### Supplied records
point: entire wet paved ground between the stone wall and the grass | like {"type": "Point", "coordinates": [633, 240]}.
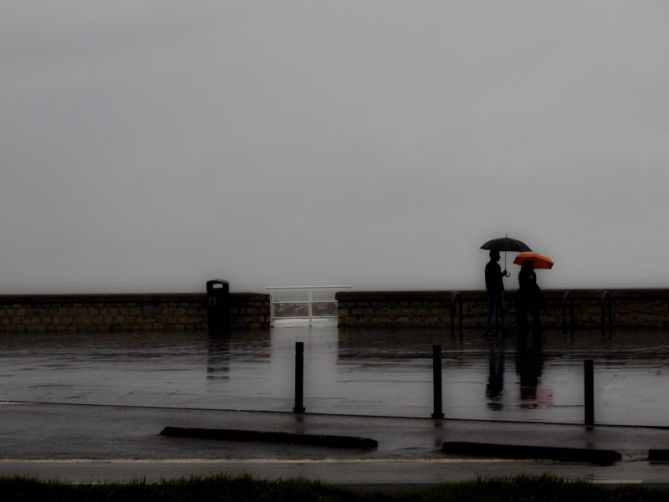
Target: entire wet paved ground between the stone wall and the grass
{"type": "Point", "coordinates": [87, 407]}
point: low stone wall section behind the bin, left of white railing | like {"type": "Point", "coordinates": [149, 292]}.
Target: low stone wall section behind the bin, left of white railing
{"type": "Point", "coordinates": [128, 312]}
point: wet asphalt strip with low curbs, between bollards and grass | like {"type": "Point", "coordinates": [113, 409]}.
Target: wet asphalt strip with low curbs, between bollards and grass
{"type": "Point", "coordinates": [89, 443]}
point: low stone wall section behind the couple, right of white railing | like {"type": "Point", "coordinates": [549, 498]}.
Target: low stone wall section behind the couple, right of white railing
{"type": "Point", "coordinates": [628, 308]}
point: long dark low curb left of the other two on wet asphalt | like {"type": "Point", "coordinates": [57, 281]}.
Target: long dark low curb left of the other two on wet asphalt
{"type": "Point", "coordinates": [346, 442]}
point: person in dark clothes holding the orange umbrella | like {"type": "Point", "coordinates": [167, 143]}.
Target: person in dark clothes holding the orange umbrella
{"type": "Point", "coordinates": [528, 297]}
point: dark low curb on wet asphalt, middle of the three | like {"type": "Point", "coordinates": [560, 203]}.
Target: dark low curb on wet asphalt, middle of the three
{"type": "Point", "coordinates": [593, 456]}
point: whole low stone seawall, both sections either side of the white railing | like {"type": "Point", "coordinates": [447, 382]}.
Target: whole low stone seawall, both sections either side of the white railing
{"type": "Point", "coordinates": [188, 312]}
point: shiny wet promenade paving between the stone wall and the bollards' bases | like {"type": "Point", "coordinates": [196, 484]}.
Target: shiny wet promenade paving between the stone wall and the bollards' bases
{"type": "Point", "coordinates": [376, 372]}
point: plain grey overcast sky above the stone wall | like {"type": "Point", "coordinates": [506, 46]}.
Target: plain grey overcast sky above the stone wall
{"type": "Point", "coordinates": [152, 145]}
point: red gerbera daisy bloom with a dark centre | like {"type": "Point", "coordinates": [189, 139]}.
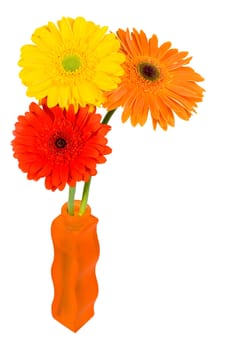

### Exercise description
Write the lines out word for word, starting at the one with "Target: shiny wet" and stopping after the last line of the material above, with pictures excluded.

### Result of the task
Target: shiny wet promenade paving between the stone wall and the bollards' bases
{"type": "Point", "coordinates": [376, 372]}
point: plain grey overcast sky above the stone wall | like {"type": "Point", "coordinates": [506, 46]}.
Target: plain grey overcast sky above the stone wall
{"type": "Point", "coordinates": [152, 145]}
point: red gerbera daisy bloom with a dark centre | like {"type": "Point", "coordinates": [189, 139]}.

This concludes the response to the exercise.